# REQUIRED WORK
Everything from the line containing "Point to the trailer" to the final line of the records below should be given again exactly, and nothing else.

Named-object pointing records
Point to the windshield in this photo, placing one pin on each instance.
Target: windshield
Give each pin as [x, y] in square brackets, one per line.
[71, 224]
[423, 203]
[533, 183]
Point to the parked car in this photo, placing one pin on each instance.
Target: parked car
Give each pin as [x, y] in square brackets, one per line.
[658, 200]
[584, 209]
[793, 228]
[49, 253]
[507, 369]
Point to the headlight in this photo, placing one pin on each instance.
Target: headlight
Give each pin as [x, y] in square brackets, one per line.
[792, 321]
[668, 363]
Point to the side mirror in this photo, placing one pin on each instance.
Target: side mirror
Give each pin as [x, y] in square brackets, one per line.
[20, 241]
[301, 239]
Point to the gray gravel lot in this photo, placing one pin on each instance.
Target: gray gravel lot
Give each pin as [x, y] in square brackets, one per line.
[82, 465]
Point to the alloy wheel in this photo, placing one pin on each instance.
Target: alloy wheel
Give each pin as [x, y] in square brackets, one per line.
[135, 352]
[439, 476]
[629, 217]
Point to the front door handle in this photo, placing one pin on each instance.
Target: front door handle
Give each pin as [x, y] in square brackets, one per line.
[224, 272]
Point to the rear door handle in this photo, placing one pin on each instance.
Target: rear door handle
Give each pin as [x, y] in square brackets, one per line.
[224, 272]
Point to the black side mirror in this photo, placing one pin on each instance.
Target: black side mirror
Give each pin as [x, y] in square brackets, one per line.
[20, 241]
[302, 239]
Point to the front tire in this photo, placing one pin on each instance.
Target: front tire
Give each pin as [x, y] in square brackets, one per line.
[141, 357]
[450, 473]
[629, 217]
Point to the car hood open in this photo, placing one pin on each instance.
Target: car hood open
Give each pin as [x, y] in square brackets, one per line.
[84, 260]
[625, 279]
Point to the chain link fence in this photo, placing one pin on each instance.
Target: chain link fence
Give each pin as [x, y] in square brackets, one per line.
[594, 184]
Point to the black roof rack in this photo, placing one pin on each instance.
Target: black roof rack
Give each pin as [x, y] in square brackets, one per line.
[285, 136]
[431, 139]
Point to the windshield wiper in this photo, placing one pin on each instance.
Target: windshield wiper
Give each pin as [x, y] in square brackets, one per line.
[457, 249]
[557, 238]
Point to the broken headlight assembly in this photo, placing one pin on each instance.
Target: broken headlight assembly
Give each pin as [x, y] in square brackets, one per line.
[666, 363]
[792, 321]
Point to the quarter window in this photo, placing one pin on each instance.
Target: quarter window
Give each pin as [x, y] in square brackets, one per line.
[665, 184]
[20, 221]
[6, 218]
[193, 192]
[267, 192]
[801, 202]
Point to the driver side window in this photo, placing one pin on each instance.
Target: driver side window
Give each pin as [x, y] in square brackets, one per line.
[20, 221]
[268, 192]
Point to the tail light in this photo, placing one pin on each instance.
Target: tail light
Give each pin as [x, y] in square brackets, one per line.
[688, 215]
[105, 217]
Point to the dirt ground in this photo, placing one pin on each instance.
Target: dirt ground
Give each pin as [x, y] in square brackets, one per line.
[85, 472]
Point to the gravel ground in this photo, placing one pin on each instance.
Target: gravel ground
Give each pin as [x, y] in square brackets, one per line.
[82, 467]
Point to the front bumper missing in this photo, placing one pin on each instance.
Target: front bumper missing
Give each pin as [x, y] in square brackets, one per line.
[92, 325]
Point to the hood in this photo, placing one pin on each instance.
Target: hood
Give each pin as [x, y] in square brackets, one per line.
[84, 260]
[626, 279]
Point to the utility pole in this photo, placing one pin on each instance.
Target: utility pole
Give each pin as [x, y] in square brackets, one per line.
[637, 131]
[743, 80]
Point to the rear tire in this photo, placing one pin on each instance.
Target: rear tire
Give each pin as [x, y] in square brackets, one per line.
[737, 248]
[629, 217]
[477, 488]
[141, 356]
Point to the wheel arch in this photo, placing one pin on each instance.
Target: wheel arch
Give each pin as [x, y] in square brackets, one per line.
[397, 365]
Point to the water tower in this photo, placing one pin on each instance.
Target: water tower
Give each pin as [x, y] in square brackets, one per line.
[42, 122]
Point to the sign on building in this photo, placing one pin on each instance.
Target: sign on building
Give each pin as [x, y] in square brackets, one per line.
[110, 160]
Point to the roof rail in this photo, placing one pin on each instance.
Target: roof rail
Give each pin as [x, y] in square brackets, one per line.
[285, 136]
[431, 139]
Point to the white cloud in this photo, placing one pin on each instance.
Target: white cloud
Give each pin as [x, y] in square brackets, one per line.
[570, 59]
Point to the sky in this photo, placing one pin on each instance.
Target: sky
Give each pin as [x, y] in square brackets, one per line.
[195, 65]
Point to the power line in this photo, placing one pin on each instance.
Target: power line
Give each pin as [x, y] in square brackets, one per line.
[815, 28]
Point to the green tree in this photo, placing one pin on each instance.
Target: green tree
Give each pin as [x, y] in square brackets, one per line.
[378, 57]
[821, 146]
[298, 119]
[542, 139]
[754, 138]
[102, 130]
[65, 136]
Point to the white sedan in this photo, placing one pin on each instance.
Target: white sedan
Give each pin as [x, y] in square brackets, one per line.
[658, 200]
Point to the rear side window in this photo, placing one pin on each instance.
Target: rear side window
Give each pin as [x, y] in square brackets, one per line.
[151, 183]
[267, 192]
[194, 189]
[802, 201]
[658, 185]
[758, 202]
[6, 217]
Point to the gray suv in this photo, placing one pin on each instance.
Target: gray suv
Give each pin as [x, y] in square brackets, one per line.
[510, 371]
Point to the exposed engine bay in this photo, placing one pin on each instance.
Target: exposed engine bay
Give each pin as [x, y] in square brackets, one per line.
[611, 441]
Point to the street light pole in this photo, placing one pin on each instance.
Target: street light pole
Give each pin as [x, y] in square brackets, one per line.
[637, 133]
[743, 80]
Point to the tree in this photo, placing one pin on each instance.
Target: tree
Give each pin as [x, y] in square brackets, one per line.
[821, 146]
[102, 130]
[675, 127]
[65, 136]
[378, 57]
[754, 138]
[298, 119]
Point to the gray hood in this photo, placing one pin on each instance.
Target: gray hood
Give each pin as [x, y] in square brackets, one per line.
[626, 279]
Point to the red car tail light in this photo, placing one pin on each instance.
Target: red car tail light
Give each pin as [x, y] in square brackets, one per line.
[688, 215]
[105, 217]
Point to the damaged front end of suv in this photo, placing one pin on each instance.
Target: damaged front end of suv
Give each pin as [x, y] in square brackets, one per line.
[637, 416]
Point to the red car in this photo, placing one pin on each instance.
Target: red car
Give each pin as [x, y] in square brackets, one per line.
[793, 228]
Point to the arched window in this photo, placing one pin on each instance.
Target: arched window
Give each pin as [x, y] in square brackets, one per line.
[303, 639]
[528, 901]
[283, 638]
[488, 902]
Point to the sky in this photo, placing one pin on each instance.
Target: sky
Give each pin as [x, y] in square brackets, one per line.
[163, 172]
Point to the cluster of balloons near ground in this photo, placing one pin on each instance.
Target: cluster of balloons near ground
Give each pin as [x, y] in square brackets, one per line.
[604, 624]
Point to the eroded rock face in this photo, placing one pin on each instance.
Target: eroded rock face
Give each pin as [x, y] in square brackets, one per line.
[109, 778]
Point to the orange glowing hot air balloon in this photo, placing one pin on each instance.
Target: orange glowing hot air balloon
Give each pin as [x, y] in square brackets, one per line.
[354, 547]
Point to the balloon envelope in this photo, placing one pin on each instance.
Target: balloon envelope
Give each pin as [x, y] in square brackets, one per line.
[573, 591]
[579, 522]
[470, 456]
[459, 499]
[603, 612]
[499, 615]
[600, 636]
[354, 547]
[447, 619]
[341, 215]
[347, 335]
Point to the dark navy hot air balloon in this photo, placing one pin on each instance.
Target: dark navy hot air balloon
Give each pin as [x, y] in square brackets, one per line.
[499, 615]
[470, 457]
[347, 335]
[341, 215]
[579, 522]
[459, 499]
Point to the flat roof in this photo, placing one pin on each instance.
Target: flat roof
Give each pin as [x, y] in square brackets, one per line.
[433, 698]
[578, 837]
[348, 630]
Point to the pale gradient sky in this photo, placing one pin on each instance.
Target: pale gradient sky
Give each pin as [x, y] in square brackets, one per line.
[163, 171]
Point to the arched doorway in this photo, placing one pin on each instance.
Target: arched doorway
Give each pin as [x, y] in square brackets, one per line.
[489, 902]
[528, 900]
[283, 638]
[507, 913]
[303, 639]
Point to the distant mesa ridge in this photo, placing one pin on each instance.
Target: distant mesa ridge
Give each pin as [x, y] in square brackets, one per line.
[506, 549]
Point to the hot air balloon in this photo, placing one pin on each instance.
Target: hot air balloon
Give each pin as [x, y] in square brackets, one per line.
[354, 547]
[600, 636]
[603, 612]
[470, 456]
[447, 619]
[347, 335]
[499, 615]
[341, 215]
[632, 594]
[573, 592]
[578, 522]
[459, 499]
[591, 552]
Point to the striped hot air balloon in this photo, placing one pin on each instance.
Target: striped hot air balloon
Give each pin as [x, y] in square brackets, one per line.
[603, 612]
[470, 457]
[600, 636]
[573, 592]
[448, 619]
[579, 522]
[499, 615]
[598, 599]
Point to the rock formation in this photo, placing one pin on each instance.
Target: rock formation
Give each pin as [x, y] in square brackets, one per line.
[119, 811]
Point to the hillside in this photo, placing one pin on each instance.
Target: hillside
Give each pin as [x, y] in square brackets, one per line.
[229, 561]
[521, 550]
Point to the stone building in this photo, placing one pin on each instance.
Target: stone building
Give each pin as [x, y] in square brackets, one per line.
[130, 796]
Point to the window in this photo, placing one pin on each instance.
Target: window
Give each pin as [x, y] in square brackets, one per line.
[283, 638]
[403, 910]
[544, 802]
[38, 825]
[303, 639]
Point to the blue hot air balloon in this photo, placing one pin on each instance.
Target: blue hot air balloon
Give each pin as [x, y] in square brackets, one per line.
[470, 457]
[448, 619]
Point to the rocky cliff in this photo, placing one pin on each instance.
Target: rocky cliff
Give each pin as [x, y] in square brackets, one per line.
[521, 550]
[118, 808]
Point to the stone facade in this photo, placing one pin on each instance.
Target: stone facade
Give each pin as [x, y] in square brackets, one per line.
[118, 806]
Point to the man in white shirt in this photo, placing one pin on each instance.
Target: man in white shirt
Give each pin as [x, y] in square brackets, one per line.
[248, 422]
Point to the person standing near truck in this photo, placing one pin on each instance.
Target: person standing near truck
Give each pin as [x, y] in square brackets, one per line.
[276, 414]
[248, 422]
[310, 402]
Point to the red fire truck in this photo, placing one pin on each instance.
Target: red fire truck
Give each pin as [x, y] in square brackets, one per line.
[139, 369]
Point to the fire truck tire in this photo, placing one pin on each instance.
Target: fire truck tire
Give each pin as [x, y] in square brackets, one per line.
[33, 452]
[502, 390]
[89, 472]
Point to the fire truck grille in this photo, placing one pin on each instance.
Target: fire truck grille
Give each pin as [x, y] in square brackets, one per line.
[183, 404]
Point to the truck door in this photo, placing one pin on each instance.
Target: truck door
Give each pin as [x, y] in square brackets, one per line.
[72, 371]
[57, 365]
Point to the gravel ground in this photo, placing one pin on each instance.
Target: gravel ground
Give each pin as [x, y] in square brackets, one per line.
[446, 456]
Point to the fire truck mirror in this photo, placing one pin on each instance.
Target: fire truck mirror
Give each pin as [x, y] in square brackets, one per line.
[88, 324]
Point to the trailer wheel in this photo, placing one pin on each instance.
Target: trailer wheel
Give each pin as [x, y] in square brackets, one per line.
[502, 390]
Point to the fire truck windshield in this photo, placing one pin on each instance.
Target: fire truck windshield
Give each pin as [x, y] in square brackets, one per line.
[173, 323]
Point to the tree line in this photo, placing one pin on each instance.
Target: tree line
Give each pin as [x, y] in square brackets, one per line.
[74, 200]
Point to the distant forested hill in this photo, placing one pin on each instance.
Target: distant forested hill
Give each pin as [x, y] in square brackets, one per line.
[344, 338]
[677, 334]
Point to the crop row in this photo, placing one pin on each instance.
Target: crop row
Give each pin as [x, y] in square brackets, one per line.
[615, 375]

# FULL ANSWER
Point to the trailer wheel in this photo, placing one pin on each instance.
Target: trailer wheel
Give each pin as [x, y] in square brackets, one per line.
[502, 390]
Point to the fire truck windshield in this photo, placing one pin on each instance.
Target: fire truck windshield
Give each pin as [x, y] in square brackets, one per line.
[173, 323]
Point to the tree line in this photo, placing one pin on each instance.
Target: tree line
Give each pin as [x, y] in square brackets, one per line.
[74, 200]
Point to the distant forested hill in this photo, placing one pin on each instance.
Target: distant forested hill
Give each pin as [x, y] in square brackets, one per line.
[344, 338]
[677, 334]
Point to the crop row in this photo, placing one pin on each instance.
Target: crop row
Give each pin as [x, y] in square brackets, one per line.
[615, 375]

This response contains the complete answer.